*Input records*:
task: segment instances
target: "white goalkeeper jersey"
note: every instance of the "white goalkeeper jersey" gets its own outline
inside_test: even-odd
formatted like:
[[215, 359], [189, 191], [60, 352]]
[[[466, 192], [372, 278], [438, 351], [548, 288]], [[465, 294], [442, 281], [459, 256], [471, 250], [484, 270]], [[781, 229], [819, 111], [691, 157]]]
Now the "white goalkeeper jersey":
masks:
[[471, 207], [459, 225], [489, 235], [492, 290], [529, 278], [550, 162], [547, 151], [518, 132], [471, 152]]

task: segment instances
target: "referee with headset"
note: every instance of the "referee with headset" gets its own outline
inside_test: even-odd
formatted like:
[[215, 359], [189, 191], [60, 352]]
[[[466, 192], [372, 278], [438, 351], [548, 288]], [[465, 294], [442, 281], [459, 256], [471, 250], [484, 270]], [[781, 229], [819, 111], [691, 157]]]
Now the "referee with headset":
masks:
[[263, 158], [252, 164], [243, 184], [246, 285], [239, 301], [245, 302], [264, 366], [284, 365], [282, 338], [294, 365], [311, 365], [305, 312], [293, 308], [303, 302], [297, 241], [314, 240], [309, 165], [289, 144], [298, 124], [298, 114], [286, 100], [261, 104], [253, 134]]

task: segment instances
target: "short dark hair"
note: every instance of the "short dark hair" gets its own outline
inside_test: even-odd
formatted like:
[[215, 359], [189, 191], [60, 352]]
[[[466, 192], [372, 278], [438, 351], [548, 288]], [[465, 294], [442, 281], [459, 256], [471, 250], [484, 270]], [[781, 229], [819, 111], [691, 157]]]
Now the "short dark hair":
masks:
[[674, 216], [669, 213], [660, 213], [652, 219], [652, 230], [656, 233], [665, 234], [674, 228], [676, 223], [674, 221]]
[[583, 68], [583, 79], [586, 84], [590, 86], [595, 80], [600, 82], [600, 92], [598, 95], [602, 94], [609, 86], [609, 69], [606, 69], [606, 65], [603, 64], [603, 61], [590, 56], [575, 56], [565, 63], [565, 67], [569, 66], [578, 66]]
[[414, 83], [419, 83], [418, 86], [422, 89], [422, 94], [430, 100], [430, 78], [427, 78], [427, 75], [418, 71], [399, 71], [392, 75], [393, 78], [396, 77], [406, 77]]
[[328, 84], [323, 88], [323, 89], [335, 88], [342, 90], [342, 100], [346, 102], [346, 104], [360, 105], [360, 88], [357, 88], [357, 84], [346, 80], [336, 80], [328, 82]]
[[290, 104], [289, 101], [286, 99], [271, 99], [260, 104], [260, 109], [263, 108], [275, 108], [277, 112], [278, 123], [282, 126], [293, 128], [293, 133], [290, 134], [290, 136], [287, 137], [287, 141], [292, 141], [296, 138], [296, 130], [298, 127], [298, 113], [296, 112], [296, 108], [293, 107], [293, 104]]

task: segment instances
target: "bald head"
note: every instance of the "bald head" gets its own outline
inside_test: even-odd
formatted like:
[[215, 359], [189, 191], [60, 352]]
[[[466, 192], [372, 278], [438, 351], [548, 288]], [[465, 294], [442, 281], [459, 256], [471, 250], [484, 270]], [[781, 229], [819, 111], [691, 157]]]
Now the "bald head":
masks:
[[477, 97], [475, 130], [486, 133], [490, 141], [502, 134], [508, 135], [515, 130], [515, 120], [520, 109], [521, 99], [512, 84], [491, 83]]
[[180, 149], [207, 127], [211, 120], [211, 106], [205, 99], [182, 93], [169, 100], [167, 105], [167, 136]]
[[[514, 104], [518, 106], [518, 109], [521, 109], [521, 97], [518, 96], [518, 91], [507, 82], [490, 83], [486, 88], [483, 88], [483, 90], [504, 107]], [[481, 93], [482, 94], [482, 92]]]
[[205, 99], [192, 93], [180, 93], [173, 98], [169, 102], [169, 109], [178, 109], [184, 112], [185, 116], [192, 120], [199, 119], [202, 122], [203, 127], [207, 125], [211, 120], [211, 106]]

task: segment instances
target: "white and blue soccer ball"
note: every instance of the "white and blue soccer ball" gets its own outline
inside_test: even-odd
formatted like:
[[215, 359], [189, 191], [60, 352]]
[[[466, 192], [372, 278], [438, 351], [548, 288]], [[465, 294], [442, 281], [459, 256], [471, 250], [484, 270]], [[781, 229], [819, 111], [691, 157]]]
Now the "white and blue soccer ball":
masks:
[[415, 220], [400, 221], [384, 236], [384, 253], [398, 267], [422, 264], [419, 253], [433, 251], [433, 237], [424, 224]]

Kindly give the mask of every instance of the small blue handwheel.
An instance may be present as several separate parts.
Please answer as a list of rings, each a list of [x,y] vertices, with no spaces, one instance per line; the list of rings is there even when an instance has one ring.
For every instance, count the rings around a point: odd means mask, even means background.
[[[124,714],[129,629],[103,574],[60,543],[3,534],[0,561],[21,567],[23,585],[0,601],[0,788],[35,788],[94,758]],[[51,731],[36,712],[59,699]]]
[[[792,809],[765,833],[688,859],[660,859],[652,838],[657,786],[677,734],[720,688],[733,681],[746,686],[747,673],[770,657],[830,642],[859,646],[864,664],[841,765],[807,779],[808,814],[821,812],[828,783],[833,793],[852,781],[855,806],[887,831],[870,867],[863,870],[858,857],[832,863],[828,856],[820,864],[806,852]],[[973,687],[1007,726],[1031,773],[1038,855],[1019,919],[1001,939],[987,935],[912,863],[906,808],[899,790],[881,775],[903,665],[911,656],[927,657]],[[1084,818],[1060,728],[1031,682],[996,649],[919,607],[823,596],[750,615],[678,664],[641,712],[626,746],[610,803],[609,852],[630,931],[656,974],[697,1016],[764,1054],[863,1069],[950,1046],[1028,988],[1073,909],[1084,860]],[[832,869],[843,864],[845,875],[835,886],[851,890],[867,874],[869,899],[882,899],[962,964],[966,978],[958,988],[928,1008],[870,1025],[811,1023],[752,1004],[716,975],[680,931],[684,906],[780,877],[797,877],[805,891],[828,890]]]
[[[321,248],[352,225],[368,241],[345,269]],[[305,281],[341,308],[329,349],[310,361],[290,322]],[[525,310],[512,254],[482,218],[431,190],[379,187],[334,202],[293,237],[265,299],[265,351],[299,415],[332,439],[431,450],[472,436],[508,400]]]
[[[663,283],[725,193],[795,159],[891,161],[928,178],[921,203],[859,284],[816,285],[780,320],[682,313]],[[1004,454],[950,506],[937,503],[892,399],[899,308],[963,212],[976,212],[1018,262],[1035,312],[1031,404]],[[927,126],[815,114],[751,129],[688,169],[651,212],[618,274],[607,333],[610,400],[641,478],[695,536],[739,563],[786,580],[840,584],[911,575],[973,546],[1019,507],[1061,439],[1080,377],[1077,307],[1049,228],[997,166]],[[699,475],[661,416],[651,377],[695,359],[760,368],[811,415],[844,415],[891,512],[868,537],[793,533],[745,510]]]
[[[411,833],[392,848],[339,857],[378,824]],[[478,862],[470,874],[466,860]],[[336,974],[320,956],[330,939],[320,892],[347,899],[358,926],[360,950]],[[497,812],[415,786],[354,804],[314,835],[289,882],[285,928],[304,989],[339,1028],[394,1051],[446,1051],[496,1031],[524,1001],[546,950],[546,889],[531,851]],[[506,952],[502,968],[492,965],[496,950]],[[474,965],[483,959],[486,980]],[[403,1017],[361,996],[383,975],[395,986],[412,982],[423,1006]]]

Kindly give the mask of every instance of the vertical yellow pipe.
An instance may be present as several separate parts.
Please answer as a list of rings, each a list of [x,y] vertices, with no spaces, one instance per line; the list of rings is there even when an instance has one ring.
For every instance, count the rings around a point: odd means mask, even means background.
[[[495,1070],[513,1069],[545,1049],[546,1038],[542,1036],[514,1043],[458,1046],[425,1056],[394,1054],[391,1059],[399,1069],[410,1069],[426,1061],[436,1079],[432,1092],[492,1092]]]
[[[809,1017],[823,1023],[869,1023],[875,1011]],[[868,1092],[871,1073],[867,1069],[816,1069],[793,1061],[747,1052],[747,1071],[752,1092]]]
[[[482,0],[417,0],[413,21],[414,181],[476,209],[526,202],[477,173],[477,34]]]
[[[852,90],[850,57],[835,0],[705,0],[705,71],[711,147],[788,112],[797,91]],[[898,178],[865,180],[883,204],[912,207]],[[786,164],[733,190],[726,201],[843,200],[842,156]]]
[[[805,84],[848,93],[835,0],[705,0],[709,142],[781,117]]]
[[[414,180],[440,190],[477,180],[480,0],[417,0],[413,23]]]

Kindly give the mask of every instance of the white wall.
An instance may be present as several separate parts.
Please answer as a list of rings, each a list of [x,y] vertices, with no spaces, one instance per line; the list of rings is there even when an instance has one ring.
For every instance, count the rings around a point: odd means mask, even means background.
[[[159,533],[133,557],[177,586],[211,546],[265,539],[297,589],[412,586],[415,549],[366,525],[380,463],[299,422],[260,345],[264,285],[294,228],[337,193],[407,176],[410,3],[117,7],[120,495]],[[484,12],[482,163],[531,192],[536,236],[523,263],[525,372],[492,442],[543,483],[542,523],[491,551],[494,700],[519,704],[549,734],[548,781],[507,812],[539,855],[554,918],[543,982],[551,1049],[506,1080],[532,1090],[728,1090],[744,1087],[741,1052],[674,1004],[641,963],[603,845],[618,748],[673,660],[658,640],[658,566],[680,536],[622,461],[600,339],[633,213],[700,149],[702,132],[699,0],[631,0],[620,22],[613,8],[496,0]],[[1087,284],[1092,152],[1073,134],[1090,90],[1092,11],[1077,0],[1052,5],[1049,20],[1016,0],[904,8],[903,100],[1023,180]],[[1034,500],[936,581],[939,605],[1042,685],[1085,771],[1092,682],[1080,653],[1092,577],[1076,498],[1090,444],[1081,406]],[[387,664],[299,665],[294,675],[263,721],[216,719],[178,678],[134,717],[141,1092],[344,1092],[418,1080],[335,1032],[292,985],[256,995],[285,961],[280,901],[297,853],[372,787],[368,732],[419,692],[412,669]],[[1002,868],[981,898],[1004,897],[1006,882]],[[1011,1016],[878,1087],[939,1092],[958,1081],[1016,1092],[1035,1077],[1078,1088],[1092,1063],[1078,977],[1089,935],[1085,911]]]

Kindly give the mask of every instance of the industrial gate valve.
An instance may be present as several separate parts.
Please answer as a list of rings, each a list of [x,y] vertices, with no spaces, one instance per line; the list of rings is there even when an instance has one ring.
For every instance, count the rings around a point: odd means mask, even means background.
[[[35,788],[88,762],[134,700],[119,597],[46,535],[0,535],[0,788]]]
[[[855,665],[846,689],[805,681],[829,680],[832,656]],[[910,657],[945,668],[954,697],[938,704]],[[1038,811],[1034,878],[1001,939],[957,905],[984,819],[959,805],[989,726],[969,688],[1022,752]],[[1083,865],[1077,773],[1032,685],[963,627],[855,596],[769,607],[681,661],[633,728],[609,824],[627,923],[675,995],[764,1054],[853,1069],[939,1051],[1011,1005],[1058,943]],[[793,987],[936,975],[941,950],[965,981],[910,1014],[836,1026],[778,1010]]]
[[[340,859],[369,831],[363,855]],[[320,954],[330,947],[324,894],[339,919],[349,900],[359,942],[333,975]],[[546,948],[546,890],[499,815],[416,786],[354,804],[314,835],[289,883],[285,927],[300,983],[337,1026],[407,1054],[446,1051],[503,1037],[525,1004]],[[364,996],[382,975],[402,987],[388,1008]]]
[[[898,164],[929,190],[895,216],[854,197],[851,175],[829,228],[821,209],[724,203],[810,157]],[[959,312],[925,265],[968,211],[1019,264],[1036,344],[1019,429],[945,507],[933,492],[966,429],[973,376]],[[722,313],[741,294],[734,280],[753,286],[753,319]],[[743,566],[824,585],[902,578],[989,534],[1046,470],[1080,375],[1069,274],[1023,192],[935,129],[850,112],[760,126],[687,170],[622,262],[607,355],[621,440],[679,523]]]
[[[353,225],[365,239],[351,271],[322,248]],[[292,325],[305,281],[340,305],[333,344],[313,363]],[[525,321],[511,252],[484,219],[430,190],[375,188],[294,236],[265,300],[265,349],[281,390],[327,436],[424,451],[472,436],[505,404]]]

*What this task involves*:
How many lines in the entries contain the string "target"? Reply with only the number.

*Solution*:
5